▸ Work to do
Please locate every line in the records below that contains the word "pointed" and copy each of those lines. Case counts.

___

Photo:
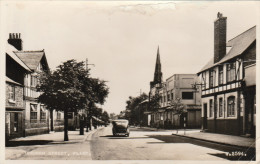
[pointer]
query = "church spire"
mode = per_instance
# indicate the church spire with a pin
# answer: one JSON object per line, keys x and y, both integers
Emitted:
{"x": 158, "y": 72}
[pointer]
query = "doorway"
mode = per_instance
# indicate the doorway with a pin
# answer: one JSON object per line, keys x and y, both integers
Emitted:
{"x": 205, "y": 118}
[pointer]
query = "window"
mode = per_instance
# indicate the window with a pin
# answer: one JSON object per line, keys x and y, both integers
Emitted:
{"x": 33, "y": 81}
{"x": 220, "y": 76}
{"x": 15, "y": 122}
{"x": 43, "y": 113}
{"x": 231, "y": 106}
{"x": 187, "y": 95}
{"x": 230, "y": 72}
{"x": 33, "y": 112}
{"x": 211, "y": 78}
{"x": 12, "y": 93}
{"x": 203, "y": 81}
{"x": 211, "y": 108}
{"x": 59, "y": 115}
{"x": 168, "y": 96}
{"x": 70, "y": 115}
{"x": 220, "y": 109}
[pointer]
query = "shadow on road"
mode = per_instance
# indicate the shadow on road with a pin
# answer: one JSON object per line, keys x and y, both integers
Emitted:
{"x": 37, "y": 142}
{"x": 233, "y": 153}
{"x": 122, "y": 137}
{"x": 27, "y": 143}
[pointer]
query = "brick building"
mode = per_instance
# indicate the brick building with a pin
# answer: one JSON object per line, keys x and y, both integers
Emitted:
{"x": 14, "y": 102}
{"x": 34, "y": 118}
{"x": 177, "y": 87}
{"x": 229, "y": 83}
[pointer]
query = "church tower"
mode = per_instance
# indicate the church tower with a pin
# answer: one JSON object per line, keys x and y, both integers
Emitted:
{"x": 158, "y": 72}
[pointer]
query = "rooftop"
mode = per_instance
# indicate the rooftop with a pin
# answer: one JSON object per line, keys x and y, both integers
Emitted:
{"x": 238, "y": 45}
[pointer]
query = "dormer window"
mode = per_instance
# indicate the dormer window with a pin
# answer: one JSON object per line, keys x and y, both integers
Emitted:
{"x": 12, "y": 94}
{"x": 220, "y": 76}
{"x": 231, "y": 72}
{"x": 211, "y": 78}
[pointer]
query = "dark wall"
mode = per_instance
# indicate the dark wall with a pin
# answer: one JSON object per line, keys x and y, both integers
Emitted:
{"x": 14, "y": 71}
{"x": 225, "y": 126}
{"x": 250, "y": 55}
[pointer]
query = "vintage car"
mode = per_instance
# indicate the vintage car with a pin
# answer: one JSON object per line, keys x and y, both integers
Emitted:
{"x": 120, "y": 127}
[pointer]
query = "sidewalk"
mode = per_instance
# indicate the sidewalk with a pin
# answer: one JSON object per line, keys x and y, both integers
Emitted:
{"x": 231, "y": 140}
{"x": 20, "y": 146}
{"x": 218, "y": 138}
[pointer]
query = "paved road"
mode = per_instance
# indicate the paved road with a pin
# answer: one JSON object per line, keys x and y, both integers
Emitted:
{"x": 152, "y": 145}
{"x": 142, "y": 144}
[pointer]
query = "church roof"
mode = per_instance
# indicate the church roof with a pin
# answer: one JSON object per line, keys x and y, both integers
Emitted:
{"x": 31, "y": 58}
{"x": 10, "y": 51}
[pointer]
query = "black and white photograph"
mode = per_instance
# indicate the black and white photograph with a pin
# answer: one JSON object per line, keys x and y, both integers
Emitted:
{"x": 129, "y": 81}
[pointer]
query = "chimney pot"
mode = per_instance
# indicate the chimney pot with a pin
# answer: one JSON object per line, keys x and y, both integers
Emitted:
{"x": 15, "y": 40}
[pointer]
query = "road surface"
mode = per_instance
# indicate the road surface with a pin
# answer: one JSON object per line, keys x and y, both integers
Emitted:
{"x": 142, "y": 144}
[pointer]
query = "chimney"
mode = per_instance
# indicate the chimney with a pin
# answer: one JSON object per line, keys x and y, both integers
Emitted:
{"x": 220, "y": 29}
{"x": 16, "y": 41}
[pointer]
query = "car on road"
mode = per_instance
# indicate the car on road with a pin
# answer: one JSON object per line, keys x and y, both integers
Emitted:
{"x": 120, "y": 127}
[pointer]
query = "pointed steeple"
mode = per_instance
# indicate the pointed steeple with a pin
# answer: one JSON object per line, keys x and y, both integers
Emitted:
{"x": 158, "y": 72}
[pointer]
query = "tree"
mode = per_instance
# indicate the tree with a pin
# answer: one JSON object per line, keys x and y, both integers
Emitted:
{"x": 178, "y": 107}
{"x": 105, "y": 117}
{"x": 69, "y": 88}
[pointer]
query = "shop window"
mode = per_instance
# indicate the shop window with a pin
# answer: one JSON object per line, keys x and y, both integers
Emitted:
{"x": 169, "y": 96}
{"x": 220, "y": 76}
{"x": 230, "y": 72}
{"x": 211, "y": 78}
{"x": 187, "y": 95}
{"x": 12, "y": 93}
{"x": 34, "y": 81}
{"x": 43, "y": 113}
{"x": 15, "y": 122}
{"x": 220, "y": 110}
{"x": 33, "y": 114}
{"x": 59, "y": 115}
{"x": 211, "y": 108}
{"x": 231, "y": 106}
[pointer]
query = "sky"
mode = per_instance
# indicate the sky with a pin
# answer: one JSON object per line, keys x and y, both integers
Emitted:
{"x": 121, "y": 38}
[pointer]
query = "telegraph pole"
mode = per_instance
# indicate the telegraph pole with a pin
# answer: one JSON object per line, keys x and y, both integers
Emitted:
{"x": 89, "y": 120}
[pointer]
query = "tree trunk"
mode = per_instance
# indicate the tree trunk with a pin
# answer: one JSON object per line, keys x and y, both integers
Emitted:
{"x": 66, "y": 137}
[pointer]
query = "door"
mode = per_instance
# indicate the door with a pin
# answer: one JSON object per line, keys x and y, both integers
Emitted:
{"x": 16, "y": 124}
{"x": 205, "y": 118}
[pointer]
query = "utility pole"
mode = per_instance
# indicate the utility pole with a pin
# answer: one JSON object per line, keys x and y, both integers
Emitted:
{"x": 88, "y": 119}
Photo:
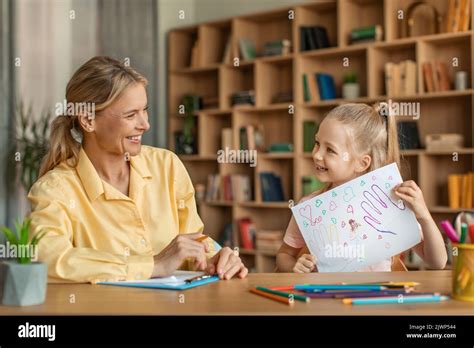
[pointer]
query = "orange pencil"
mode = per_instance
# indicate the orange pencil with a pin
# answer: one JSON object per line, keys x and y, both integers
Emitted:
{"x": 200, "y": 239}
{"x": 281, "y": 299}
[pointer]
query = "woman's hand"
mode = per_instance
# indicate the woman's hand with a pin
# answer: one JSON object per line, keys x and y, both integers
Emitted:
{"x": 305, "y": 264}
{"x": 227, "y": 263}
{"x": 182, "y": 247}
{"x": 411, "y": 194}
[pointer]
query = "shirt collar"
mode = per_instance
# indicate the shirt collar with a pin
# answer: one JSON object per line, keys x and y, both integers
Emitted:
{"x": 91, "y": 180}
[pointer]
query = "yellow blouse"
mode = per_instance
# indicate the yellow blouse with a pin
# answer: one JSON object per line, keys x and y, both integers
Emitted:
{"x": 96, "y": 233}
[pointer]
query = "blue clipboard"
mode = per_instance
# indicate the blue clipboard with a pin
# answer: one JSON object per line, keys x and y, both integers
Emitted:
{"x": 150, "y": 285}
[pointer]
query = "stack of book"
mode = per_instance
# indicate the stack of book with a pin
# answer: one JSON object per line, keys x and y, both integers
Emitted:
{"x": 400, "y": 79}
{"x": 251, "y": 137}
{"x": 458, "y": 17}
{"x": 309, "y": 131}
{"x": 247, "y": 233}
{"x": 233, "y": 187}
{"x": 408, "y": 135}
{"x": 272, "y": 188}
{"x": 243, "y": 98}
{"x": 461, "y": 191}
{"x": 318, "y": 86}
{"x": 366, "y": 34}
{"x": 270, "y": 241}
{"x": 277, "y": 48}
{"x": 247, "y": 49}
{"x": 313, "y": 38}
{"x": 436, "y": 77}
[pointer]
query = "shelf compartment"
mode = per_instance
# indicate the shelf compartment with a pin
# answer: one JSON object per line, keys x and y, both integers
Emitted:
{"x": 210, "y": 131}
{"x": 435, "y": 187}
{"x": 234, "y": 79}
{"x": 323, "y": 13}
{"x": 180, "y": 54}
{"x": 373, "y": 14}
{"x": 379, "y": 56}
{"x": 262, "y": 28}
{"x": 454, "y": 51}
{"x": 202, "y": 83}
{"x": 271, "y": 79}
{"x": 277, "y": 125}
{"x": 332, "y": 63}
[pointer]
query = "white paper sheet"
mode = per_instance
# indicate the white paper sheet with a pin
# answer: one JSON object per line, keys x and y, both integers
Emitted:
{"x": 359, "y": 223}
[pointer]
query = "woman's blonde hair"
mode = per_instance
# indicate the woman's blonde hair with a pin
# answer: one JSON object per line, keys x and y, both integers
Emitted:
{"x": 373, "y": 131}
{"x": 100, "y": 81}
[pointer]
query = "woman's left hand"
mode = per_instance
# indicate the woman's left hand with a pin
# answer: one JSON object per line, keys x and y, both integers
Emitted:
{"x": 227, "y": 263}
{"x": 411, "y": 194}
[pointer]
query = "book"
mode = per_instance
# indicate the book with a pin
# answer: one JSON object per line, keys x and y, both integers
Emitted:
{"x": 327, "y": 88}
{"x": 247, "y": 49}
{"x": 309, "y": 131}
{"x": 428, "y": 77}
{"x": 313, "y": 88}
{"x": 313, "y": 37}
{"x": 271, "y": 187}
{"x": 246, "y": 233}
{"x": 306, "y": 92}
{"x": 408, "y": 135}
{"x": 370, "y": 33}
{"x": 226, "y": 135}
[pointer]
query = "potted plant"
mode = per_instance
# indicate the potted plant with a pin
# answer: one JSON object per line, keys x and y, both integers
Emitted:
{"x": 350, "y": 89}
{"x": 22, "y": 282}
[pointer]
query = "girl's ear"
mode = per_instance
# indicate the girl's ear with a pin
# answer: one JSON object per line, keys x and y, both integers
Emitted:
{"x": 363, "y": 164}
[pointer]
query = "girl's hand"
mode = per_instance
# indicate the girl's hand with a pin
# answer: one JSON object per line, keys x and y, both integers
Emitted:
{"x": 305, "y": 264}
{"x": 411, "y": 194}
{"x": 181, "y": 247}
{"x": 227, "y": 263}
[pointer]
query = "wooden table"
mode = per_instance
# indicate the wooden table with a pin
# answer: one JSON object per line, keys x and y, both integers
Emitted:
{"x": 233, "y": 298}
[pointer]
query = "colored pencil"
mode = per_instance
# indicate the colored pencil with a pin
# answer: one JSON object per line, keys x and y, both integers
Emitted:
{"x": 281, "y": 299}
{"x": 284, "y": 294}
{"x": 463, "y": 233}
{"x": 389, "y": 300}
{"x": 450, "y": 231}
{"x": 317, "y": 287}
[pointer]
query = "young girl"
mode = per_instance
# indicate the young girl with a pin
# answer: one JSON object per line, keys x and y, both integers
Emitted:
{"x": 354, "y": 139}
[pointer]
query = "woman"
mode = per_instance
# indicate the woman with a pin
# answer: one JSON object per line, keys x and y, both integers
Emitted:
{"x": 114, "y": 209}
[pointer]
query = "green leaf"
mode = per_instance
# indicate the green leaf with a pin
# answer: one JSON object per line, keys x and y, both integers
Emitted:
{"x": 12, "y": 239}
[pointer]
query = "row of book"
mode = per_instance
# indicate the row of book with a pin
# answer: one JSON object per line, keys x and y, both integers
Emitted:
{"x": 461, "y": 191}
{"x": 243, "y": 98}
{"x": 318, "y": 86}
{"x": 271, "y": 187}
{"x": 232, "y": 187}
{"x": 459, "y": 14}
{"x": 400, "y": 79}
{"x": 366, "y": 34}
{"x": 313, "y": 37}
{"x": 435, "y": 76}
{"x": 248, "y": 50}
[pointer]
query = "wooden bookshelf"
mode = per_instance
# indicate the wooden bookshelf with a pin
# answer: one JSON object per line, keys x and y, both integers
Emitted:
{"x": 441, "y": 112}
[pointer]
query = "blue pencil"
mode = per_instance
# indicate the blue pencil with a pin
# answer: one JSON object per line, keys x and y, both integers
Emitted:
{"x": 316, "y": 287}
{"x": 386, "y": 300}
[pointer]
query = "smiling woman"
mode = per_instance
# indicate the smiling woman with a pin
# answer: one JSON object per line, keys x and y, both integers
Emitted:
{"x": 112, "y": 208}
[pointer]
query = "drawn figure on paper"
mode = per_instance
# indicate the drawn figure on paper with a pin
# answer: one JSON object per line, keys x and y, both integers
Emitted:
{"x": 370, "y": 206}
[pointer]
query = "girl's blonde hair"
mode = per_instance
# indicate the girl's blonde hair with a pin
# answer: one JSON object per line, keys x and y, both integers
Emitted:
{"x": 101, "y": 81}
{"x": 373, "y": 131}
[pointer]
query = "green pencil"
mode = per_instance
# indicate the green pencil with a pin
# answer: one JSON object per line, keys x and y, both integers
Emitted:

___

▸ Answer to this exercise
query = "pointed steeple"
# indicate the pointed steeple with a pin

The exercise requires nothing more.